WORK REQUEST
In the description of the huitlacoche podcast below, what is huitlacoche to plant pathologists and industrial agricultural institutions in the U.S.?

TEXT FOR ANALYSIS

ON THE DECOLONIZING PATH WITH HUITLACOCHE


  by Doğa Tekin




In this podcast, Doğa Tekin sonically illustrates the work of People of Color Fungi Community, including Mario Ceballos, Cristina Juarez, Magdalena Ramirez, Olympia Beltran, and other organizers and participants in reintroducing huitlacoche to their community. Huitlacoche is a fungus that is entangled in a complex web of social relations—to many Indigenous communities of Turtle Island and Abya Yala, it is an ancestral food; to plant pathologists and industrial agricultural institutions in the U.S. it is Ustilago maydis, a pathogen of corn; to restaurateurs and ‘exotic food’ enthusiasts, it is Mexican truffle or corn caviar, an edible delicacy and cultural food of ‘the other’. By centering the work of Mario and other organizers and community members, this podcast demonstrates some of the consequences of the latter two relationships for diasporic Indigenous communities within the U.S. borders, as well as the importance of POC Fungi Community’s work toward cultural revitalization.

PROVIDED RECORDS

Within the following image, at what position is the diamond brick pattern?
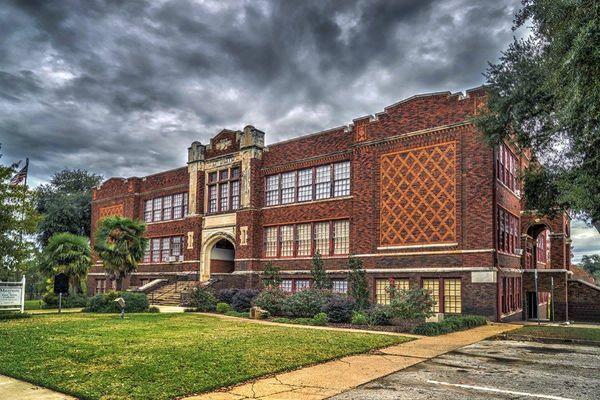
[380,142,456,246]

* * *

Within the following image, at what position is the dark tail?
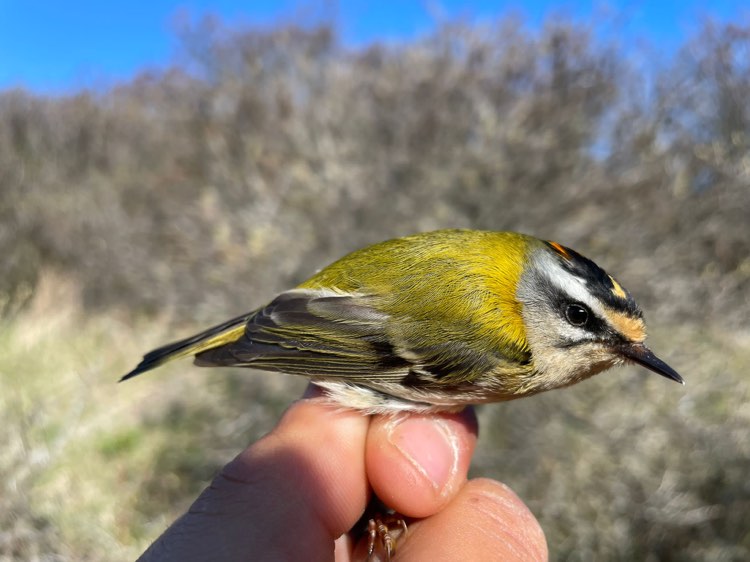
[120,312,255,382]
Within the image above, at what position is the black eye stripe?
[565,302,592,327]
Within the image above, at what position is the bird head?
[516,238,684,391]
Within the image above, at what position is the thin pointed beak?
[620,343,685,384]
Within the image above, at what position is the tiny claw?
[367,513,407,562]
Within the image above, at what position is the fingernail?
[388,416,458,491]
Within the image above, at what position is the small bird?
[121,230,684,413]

--

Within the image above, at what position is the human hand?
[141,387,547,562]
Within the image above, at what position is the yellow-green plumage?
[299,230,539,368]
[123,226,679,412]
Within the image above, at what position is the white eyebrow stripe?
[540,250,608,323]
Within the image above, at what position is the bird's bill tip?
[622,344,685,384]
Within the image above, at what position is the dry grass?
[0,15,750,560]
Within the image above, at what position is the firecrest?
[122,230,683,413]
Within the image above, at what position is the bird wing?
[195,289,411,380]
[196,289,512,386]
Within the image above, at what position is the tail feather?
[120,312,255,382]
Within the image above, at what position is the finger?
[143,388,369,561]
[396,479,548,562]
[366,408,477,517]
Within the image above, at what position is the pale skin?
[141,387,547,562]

RESULT OF THIS TASK
It is Ustilago maydis, a pathogen of corn.